PAGE EXCERPT ▸
+++

Dr Kafeel Khan, who stepped out of the Mathura jail late on Tuesday following the revocation of the charges under the National Security Act against him, landed in Jaipur on Thursday and claimed that Congress general secretary Priyanka Gandhi assured him of safe stay in Rajasthan. The suspended Uttar Pradesh doctor said his family feared that the Yogi government could frame him in another case and put him in prison again.

“We were assured of a safe stay in Jaipur by Priyankaji, who spoke to my mother and wife and said that the UP government may slap other charges against me. We feel safe here in Rajasthan,” Dr Khan said during a press conference at Pink City Press Club in Jaipur on Thursday.

Dr Khan was released after the Allahabad high court set aside the charges pressed against him for a speech on Citizenship Amendment Act in Aligarh Muslim University in January this year. He was arrested on January 29.

The paediatrician from the BRD Medical College in Gorakhpur said he would appeal to UP chief minister Yogi Adityanath to revoke his suspension. “I shall write to UP CM urging him to revoke my suspension and give my service back so that I can work as a corona warrior. I want to volunteer in the vaccine research programme,” he said. Khan added that he will knock at the high court’s doors again if the suspension wasn’t revoked.

+++

DATA SHOWN ▸
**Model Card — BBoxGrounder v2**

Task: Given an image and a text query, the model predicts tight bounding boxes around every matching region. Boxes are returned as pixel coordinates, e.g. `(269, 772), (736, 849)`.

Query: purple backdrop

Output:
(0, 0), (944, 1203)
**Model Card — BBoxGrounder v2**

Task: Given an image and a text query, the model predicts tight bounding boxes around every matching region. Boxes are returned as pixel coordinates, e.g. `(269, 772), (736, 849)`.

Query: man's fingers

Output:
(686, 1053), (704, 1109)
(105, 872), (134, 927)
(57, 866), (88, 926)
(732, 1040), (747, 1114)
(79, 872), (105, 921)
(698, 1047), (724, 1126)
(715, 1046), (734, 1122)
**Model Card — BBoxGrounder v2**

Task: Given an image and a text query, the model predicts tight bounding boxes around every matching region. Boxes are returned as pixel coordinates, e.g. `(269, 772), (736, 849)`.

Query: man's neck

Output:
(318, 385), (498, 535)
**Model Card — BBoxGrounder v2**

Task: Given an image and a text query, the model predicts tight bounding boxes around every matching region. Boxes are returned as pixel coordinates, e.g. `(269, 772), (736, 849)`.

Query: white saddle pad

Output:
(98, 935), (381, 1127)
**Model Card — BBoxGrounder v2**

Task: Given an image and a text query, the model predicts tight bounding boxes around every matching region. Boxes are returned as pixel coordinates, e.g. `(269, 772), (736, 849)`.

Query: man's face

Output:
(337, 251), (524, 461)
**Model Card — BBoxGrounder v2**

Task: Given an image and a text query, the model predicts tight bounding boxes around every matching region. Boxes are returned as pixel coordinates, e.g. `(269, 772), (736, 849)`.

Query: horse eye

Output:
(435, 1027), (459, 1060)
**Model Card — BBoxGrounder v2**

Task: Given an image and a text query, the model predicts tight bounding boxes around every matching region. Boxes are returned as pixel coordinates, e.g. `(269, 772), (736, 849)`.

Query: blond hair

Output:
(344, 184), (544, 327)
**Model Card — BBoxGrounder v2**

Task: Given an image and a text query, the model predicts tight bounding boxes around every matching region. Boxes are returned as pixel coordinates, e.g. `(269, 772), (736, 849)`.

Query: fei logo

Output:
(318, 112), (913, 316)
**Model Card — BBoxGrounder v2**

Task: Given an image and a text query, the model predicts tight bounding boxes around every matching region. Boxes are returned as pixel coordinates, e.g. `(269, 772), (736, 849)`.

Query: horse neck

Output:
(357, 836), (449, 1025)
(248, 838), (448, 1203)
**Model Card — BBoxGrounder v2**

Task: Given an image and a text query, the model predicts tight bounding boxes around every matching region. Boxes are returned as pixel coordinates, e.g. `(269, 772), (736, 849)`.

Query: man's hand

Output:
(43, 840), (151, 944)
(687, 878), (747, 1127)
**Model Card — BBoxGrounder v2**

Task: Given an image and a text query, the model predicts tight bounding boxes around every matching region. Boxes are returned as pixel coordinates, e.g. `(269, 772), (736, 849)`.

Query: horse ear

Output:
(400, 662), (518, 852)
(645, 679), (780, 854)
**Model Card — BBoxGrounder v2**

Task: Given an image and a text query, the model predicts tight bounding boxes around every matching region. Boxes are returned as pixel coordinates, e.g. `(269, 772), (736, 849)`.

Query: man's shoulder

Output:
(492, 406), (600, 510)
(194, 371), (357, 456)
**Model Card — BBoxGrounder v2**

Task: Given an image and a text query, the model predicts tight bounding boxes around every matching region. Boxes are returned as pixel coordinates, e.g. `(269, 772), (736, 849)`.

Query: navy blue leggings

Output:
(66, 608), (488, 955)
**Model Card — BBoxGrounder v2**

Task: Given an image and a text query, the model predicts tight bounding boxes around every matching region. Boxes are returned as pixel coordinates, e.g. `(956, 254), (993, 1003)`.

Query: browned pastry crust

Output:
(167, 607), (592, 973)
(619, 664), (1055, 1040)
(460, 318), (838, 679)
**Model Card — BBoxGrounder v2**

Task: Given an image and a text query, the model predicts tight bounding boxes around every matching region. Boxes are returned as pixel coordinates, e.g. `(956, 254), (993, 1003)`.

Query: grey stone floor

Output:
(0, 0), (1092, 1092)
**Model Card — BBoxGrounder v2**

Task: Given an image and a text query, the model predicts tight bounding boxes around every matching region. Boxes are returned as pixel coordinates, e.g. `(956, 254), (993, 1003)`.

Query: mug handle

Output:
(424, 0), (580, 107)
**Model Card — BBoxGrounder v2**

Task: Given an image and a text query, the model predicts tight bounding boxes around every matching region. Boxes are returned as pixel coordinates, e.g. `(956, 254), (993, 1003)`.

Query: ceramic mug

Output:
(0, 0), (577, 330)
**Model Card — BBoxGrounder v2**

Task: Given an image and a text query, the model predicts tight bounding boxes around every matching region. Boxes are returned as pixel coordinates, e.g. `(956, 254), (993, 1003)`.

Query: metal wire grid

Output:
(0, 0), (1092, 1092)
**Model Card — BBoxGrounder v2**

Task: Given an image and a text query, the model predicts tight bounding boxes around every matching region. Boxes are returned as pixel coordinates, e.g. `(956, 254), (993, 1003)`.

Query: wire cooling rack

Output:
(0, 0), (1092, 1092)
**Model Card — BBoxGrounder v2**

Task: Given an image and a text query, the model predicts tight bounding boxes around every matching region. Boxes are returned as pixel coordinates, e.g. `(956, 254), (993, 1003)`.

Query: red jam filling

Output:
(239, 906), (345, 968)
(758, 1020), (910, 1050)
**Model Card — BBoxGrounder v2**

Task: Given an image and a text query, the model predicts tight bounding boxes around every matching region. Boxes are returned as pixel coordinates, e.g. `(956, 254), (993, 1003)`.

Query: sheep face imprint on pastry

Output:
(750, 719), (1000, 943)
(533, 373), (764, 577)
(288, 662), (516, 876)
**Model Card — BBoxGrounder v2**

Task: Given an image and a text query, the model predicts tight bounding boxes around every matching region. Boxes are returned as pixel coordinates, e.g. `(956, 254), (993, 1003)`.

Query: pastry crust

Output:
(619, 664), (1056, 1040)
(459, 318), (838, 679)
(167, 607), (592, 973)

+++

INSTRUCTIONS TO FOLLOW ▸ Reproduce the passage of the Kafeel Khan news report above between "Dr Khan was" and "suspension wasn’t revoked.", inclusive.

ANSWER BELOW ▸
Dr Khan was released after the Allahabad high court set aside the charges pressed against him for a speech on Citizenship Amendment Act in Aligarh Muslim University in January this year. He was arrested on January 29.

The paediatrician from the BRD Medical College in Gorakhpur said he would appeal to UP chief minister Yogi Adityanath to revoke his suspension. “I shall write to UP CM urging him to revoke my suspension and give my service back so that I can work as a corona warrior. I want to volunteer in the vaccine research programme,” he said. Khan added that he will knock at the high court’s doors again if the suspension wasn’t revoked.